Description of the task:
Reproduce word for word the part of the letters to the editor that opens with "I would love" and closes with "to be separated.".

Letters to the Editor

Letters to the Editor

TO CLARIFY
To Shayne and MPK (www.starobserver.com.au). Firstly I don’t think any respectable person would be so puerile as to write such unconstructive schoolyard bully slurs.
In the greater world (outside ghetto Sydney) we call it debate and it should remain robust and critical, not vengeful, personal and laced with spite.
Debate occurs in our parliaments, our broadsheets and in much media and is a healthy and critical part of our democracy. Disingenuous vents under noms de plume are spineless and odious. With no real argument or unsubstantiated claims they become offensive, unconstructive and potentially libellous.
I fear that either or both of you have close vested interests in the scene and my cynicism leads me to think you have something to lose should Mardi Gras get its eventual shake-up.
To clarify your absolutely incorrect and, dare I say, illegal comments about my attempted involvement (and remuneration) with NMG (NMG do operate with privacy laws regarding deals and contracts), I wish to let you know that NMG didn’t even bother to tell me (I had to chase this info) that I wasn’t involved with the launch until about two weeks prior to the launch (after three months of negotiation) and no fees were discussed or contracts signed.
I would love to know where you get your information from. Are you an insider? Even if I had issues around poor payment, is that not better than undervaluing the entertainment industry and being exploited? What do the stars get paid to perform for Mardi Gras?
Regarding BGF’s financial position, best you go to their website and view their books, or pop in and have a chat. I am a sole trading contractor and speak regarding BGF from this perspective.
-” Tobin Saunders, Byron Bay

DIVERSE QUILT
Gary of Melbourne (SSO 943) wrote to dismiss the value of same-sex unions, but he was really on about religion. The two ideas need to be separated.
Australia is today a wonderfully diverse quilt of cultures. Kevin Rudd should have immediately removed all religious references from the Marriage Act, in recognition of this multicultural diversity. Thus people from all cultural and religious groups could freely commit to whatever relationship their church defines.
Publicly however, at the local Town Hall, all couples should be entitled to step forward and have their relationship recognised as being equally valid. Qualities of harmony, cooperation and mutual respect as practised by these couples should be publicly celebrated as contributing to the fabric of the nation.
The separation of church and state is after all a major plank of our democracy. It was an idea in the gospels, taught by that great liberator Jesus when he said, Render unto Caesar what is Caesar’s, render unto God, etc. As a lapsed and chronically disappointed Catholic, that is one of my rare quotes from church literature.

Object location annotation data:

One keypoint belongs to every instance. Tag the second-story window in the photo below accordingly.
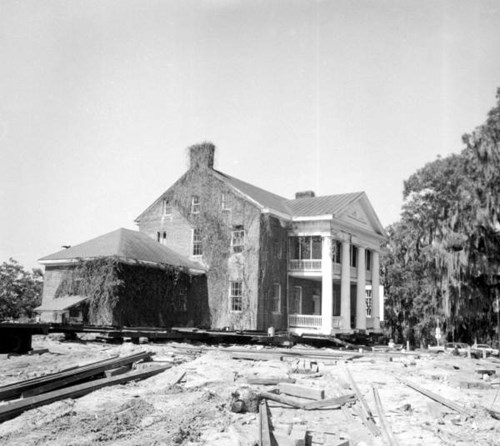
(167, 208)
(276, 298)
(337, 251)
(236, 296)
(305, 248)
(238, 239)
(195, 204)
(225, 203)
(277, 251)
(197, 243)
(354, 256)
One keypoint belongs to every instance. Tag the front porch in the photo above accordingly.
(312, 324)
(330, 286)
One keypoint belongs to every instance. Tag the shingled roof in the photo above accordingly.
(127, 245)
(263, 197)
(325, 205)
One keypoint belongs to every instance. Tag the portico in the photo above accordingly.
(332, 272)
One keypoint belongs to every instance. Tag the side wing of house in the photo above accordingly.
(207, 220)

Task response:
I would love to know where you get your information from. Are you an insider? Even if I had issues around poor payment, is that not better than undervaluing the entertainment industry and being exploited? What do the stars get paid to perform for Mardi Gras?
Regarding BGF’s financial position, best you go to their website and view their books, or pop in and have a chat. I am a sole trading contractor and speak regarding BGF from this perspective.
-” Tobin Saunders, Byron Bay

DIVERSE QUILT
Gary of Melbourne (SSO 943) wrote to dismiss the value of same-sex unions, but he was really on about religion. The two ideas need to be separated.